### Supplied information

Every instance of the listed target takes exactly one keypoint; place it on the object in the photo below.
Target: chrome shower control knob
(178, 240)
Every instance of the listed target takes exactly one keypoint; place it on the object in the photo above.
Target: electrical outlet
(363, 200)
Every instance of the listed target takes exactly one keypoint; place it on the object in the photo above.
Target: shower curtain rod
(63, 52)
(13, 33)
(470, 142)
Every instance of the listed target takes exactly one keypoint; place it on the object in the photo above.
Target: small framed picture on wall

######
### Supplied information

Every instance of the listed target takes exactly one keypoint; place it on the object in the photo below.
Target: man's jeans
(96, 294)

######
### Supplied information

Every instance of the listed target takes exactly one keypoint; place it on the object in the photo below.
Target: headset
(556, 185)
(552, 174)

######

Working from the data above, extract solely the lines from the one containing "Target: electrical outlet" through the one containing "Target: small framed picture on wall", exactly as they appear, both included.

(Problem solution)
Target: electrical outlet
(363, 200)
Every instance of the listed target takes exactly one keypoint; place it on the object in the photo above.
Target: shower curtain rod
(63, 52)
(13, 33)
(470, 142)
Every instance of the listed target takes exactly one keypoint; place it on the object in the photo above.
Target: small framed picture on wall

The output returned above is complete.